Find every line in the data below that contains the word "windshield" and copy each of those lines in full. Matches must have the same uppercase and lowercase letters.

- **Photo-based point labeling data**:
* * *

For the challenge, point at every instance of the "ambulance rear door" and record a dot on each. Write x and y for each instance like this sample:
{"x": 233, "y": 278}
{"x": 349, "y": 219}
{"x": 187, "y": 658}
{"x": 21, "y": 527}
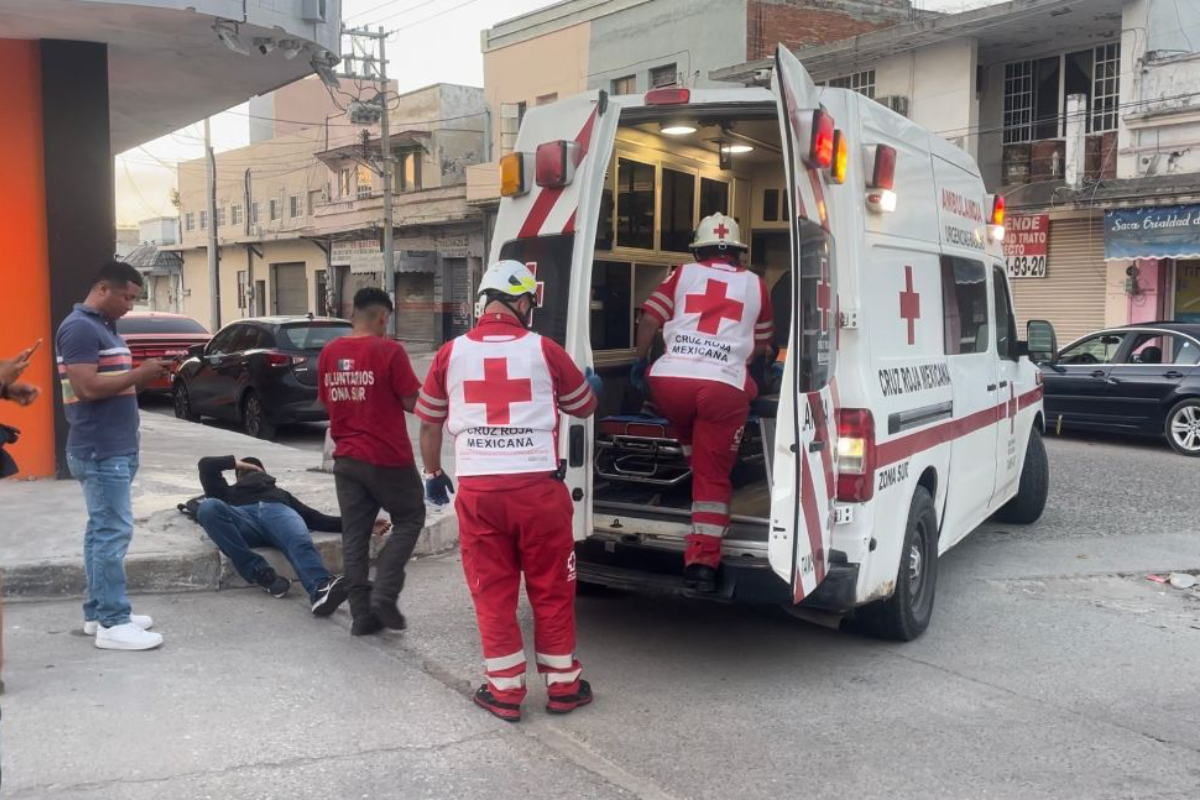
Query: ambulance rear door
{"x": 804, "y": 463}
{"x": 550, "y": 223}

* * *

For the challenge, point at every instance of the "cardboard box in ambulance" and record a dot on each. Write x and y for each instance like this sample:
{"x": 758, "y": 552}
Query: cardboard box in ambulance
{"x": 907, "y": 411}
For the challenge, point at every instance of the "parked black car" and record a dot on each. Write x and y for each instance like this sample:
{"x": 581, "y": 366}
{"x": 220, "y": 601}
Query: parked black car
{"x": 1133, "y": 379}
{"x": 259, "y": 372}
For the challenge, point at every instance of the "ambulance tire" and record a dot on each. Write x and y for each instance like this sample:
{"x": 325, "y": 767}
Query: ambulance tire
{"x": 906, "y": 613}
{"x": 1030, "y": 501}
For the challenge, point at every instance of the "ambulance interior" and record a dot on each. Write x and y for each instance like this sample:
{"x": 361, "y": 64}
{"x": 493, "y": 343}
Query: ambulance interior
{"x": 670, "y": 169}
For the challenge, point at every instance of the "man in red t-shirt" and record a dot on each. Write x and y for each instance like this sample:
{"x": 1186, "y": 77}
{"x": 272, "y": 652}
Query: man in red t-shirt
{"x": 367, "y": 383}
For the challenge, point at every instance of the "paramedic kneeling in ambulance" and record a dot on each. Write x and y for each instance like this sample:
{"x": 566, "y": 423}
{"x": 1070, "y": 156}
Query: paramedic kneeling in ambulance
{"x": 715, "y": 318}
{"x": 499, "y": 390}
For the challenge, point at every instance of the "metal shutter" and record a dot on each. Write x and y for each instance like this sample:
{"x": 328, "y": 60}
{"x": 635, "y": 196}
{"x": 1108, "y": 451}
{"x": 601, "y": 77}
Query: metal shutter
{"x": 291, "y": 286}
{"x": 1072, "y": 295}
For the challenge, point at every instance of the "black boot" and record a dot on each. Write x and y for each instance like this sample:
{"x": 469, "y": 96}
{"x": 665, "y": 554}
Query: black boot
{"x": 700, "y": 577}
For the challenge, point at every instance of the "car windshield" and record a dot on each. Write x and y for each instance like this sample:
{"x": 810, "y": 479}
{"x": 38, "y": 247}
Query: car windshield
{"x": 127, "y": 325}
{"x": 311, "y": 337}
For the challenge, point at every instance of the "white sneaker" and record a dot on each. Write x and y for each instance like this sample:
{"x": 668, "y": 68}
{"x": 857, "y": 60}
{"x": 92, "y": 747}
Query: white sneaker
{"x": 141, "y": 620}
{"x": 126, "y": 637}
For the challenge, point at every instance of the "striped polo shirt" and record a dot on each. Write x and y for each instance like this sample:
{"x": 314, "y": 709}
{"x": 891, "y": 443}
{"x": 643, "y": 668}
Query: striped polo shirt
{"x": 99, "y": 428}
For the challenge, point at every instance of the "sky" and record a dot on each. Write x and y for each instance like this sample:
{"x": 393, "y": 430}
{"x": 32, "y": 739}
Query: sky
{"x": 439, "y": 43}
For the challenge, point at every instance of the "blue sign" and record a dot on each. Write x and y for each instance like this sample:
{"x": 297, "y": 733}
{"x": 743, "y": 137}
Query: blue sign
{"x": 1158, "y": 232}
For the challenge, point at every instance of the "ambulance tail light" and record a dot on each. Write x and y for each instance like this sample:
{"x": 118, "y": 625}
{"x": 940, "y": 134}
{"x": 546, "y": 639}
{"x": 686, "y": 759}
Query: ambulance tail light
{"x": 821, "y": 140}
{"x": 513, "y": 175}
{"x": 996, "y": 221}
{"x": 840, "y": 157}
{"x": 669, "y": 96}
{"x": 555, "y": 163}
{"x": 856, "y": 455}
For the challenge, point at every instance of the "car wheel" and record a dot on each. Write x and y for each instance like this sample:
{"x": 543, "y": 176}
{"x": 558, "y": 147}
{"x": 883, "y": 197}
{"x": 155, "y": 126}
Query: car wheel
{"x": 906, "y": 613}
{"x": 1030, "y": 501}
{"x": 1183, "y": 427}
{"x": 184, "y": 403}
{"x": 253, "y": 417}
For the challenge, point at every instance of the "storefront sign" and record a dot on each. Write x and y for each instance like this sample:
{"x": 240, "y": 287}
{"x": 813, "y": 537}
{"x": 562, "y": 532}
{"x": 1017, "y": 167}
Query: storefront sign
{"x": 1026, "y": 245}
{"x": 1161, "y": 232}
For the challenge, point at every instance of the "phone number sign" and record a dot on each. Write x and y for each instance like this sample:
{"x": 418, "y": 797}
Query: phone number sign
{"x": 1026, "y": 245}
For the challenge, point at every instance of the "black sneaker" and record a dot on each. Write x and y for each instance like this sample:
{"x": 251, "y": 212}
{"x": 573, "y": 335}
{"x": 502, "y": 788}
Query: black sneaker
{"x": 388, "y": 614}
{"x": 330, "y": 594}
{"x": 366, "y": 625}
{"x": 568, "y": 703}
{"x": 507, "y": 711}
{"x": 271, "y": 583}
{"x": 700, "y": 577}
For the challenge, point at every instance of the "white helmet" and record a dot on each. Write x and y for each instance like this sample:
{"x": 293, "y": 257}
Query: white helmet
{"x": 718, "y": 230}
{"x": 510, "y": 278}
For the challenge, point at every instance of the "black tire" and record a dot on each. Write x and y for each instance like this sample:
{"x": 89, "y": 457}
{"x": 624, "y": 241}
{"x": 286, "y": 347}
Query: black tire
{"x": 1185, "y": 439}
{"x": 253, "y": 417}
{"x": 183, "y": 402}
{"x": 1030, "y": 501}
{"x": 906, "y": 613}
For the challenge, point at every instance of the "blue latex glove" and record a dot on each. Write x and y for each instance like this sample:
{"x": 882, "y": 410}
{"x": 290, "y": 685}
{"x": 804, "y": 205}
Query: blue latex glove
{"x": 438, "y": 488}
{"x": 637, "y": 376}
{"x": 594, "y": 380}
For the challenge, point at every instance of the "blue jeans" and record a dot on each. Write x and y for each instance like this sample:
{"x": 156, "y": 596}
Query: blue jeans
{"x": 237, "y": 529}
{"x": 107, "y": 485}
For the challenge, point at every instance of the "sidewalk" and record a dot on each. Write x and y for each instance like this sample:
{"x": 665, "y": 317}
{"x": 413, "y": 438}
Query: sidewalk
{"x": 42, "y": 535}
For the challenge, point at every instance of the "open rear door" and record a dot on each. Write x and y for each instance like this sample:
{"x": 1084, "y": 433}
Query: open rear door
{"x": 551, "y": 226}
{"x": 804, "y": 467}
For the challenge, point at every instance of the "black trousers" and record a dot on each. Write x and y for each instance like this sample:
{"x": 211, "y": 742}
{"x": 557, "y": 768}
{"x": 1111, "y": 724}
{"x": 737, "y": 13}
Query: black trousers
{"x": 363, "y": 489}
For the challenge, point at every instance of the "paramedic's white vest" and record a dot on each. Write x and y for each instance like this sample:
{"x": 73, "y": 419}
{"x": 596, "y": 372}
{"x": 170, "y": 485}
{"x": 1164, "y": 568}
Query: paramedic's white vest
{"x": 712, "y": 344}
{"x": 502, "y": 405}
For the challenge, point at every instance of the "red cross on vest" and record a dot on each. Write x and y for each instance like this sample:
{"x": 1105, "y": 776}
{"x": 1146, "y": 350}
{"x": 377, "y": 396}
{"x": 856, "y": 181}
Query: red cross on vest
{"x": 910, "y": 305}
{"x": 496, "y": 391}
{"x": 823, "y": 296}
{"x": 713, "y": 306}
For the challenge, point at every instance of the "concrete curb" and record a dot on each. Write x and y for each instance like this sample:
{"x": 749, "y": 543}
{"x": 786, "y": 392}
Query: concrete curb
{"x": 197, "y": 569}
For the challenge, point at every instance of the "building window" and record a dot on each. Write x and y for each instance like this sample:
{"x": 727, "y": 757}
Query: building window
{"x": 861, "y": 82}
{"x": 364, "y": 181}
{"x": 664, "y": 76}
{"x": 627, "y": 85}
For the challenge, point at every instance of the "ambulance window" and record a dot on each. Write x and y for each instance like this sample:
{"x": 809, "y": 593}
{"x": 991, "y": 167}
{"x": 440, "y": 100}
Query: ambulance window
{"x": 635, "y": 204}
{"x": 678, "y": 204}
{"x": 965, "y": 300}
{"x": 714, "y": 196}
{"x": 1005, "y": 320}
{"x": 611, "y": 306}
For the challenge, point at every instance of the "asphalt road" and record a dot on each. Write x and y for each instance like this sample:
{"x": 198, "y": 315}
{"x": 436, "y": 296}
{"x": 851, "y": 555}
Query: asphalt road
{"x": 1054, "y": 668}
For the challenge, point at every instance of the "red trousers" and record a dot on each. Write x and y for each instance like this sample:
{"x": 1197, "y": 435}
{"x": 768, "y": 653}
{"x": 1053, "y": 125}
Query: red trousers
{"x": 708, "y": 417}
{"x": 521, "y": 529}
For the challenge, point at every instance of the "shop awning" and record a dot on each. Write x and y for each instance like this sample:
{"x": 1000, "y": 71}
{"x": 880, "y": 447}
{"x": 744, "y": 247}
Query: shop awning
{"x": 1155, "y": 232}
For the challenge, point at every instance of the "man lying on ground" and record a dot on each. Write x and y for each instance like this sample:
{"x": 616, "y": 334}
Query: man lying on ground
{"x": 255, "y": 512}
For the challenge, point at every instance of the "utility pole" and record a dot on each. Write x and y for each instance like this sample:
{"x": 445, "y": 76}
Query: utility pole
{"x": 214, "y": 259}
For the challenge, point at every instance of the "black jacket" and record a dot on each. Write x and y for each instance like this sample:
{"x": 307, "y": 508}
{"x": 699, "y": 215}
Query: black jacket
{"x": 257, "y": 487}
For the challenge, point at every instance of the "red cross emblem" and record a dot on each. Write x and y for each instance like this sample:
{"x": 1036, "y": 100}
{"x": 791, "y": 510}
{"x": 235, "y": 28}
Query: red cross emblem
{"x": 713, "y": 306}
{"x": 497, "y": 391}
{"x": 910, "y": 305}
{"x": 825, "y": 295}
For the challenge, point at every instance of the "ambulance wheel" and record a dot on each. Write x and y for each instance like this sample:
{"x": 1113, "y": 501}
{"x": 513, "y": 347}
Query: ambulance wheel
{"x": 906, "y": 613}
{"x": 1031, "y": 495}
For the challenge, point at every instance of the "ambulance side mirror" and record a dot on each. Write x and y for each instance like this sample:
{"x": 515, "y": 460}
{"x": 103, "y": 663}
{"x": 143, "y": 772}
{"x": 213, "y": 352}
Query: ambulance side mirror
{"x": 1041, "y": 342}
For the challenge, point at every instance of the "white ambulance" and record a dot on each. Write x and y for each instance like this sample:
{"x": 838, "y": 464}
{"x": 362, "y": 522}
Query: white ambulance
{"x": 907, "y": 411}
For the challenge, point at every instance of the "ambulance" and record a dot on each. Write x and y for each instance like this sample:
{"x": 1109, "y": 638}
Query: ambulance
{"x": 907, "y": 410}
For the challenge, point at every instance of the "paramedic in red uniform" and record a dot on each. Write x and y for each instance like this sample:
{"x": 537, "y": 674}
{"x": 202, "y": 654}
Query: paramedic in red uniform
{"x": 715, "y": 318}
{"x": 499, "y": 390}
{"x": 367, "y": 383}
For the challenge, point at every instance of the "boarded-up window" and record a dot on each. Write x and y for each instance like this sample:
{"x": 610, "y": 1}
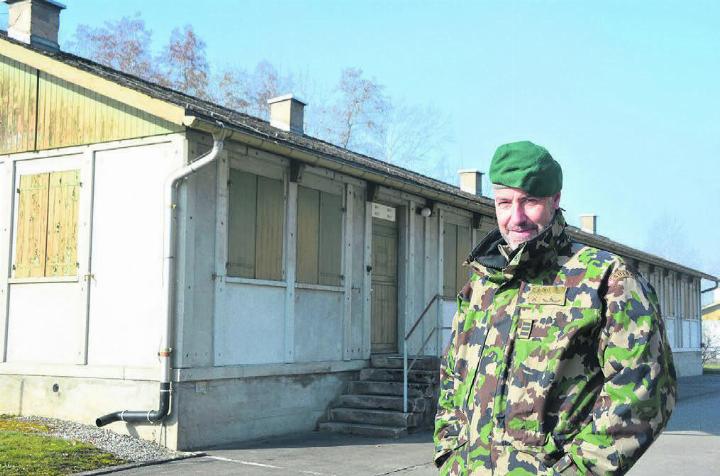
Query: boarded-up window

* * *

- **Response below**:
For the challenge, point at every instance of the "car windshield" and record a dot on each. Write x and y for each instance like this sample:
Query: car windshield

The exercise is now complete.